━━━━━ Entries provided ━━━━━

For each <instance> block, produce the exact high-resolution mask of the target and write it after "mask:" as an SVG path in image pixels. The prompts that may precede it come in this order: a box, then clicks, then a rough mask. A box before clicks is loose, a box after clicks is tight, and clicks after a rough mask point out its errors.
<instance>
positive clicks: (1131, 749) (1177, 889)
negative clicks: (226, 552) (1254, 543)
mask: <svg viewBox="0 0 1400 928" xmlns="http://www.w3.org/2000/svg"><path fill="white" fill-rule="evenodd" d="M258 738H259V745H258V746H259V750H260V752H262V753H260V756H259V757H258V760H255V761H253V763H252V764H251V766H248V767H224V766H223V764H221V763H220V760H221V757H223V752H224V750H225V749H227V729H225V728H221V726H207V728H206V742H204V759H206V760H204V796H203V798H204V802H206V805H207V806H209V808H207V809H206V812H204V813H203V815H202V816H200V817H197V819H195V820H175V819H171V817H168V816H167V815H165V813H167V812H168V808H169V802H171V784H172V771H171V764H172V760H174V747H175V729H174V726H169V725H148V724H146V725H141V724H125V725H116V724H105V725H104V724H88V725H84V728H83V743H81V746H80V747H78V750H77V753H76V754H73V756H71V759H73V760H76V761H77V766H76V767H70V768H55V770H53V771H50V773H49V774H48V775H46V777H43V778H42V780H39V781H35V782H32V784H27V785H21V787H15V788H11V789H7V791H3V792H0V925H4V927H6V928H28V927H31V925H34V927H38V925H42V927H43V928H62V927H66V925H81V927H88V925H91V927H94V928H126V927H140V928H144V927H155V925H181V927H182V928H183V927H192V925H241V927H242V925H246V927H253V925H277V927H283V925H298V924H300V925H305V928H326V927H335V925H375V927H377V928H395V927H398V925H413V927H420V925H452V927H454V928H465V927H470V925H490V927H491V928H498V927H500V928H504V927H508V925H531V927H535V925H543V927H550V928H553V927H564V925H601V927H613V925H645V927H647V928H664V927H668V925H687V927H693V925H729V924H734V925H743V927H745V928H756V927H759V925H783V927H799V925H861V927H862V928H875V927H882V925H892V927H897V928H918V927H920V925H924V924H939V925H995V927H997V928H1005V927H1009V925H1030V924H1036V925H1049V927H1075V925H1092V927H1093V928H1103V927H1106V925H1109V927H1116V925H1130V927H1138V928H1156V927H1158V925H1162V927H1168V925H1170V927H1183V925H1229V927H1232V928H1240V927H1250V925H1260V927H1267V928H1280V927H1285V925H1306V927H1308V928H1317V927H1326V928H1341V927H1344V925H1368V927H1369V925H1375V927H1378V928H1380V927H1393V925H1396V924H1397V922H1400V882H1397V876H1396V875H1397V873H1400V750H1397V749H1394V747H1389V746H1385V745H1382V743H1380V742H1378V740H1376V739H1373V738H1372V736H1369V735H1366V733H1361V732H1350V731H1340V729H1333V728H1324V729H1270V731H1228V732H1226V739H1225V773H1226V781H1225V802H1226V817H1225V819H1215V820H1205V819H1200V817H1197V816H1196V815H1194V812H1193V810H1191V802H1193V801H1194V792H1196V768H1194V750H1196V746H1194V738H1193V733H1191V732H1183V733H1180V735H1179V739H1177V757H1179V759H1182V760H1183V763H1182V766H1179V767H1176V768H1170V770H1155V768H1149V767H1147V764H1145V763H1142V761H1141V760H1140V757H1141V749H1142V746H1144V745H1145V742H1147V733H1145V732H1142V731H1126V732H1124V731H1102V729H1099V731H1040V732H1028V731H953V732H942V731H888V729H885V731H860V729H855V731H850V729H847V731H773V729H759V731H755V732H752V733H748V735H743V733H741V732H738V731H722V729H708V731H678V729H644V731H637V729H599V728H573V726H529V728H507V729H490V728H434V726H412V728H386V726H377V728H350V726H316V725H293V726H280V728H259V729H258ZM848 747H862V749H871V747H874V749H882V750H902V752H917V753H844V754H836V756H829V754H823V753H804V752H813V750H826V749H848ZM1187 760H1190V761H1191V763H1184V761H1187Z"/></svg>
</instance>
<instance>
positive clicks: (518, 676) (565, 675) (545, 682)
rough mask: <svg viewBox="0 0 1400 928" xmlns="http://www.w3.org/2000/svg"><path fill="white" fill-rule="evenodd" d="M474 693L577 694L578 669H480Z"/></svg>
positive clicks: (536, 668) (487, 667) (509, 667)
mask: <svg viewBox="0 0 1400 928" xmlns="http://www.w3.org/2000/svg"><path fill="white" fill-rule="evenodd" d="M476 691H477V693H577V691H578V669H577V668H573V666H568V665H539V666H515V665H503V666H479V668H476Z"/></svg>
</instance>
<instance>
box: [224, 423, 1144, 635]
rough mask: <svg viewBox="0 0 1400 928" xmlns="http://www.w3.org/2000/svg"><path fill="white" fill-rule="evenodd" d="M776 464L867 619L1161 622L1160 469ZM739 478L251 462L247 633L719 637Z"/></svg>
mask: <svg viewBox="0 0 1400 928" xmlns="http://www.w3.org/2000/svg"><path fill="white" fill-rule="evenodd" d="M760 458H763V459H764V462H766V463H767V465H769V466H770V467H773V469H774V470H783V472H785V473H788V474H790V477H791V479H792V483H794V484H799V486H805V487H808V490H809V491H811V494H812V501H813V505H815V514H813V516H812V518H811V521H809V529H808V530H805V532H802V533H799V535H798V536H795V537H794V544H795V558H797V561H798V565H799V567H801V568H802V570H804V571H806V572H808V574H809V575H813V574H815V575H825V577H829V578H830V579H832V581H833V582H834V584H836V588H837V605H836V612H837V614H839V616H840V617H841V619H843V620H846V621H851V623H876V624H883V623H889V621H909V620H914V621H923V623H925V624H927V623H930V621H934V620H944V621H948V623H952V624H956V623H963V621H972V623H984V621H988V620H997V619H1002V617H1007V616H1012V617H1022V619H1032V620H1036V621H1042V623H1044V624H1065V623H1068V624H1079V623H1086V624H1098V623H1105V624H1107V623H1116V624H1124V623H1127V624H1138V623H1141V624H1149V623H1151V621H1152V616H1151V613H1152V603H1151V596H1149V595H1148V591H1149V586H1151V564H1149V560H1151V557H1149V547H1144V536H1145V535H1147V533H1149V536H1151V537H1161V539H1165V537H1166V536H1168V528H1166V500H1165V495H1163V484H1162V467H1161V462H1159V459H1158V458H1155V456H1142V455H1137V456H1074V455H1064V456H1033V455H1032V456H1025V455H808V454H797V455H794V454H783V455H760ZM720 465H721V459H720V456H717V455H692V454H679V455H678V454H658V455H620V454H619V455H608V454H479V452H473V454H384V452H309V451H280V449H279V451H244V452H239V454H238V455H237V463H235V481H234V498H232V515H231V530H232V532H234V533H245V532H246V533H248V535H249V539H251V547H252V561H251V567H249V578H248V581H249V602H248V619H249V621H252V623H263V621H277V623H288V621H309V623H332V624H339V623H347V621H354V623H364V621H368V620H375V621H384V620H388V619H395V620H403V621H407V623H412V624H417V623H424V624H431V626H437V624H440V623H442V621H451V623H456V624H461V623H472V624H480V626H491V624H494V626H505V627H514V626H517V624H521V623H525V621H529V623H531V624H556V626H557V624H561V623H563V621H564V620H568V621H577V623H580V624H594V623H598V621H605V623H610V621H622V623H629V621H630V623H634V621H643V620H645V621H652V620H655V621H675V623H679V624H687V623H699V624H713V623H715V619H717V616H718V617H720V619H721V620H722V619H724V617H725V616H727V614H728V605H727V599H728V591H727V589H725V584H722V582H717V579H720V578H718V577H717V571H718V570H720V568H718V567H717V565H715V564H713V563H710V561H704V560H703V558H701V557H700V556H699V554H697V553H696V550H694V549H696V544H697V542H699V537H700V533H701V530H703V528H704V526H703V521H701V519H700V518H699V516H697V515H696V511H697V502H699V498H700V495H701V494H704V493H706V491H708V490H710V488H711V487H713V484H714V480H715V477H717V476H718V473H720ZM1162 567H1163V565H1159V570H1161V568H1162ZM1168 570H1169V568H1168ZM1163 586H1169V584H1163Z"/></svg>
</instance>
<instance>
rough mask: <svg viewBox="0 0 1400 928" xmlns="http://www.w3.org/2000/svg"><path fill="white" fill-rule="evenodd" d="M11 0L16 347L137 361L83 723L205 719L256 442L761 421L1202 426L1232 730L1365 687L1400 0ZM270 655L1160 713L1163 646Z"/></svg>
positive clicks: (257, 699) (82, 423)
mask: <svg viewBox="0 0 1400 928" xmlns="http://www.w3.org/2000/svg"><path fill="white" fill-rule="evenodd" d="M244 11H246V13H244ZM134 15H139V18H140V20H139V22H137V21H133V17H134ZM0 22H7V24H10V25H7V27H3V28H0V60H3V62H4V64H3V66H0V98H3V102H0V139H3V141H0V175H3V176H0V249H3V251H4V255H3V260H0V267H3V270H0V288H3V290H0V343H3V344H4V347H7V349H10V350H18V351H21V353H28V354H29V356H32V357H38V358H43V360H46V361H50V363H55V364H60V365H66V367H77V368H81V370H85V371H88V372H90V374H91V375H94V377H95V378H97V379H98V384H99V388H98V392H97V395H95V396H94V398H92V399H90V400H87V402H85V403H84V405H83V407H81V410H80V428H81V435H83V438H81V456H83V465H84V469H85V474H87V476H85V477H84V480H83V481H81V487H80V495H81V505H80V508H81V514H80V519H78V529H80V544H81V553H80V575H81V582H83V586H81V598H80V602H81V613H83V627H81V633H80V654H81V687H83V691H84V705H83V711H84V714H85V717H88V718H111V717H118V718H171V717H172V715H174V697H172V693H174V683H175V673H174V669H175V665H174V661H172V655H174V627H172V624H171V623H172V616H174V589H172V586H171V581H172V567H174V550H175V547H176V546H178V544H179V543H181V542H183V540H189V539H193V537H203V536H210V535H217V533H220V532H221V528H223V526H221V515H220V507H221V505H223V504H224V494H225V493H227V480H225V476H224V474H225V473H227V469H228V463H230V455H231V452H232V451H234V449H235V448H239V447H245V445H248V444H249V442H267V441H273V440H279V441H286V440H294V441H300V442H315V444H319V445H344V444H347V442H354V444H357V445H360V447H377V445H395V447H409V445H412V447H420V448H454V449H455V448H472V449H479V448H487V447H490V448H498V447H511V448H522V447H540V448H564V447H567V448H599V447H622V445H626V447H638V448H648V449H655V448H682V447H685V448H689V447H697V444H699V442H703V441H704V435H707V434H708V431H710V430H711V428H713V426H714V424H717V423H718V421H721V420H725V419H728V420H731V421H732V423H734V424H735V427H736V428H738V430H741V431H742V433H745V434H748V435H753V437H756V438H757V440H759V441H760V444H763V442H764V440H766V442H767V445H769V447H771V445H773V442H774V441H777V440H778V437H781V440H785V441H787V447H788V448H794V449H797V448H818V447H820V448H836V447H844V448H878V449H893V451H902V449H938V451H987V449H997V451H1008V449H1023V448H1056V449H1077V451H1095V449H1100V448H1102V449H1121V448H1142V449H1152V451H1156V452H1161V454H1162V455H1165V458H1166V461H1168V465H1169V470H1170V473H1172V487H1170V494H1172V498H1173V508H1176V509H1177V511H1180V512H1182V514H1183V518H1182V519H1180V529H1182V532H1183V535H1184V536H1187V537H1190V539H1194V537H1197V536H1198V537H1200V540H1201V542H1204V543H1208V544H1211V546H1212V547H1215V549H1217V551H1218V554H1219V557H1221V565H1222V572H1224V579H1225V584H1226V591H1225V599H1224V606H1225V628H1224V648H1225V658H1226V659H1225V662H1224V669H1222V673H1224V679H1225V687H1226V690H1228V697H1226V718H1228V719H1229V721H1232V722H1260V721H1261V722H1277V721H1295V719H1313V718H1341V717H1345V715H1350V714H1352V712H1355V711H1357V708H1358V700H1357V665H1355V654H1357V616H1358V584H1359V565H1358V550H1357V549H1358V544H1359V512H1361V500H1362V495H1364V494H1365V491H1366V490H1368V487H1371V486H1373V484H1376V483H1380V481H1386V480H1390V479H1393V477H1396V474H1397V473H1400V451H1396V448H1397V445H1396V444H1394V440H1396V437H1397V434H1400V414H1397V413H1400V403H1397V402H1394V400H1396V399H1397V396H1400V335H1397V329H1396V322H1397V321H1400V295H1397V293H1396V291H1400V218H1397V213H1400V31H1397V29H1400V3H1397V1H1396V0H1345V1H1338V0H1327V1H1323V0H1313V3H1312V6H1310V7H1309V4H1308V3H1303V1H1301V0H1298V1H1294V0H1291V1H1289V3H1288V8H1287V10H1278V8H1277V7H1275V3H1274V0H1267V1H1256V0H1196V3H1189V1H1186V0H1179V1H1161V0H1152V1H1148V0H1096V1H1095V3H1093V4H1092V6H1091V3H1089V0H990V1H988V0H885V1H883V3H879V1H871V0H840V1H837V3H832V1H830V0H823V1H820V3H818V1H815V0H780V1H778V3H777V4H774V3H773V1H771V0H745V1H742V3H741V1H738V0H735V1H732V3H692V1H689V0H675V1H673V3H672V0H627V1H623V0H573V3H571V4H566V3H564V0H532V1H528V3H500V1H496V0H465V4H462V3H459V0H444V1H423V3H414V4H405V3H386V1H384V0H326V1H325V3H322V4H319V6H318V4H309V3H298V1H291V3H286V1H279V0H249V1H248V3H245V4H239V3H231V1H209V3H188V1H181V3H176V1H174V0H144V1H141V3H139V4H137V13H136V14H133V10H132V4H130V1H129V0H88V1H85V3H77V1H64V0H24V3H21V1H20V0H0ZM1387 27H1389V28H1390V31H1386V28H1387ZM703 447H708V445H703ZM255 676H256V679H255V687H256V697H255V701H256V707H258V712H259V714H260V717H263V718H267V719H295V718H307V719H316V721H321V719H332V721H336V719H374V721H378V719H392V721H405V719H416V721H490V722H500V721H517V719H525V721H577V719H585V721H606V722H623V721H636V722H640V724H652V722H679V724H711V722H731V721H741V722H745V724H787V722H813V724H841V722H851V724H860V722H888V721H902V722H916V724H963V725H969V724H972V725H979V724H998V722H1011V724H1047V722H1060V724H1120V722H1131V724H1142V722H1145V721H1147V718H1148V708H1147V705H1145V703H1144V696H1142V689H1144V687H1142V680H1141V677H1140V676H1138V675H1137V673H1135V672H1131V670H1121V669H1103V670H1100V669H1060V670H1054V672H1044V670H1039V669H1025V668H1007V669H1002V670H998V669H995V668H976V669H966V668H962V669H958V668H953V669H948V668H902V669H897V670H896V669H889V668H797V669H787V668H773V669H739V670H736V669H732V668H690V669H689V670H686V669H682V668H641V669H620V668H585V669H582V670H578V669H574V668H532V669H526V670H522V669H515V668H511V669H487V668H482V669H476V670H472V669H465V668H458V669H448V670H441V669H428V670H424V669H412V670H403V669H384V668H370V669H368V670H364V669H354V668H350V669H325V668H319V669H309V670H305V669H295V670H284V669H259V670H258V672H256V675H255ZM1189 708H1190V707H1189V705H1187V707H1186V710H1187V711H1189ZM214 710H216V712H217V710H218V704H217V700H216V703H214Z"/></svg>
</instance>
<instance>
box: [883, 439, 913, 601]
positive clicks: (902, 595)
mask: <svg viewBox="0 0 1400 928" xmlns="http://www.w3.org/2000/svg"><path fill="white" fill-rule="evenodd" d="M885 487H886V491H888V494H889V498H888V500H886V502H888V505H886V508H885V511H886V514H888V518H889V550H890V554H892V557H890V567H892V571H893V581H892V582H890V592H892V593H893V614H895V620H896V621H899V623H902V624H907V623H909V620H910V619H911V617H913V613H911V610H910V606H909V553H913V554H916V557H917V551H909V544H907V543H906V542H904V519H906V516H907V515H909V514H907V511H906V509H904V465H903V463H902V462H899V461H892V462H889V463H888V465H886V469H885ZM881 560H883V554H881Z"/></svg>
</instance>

━━━━━

:: Directions for this task ::
Among the records above, find the lines that contain "positive" and copy every one.

:: Written answer ::
positive clicks: (1131, 749) (1177, 889)
positive clicks: (518, 676) (565, 675) (545, 682)
positive clicks: (536, 668) (487, 667) (509, 667)
positive clicks: (257, 699) (82, 423)
positive clicks: (902, 595)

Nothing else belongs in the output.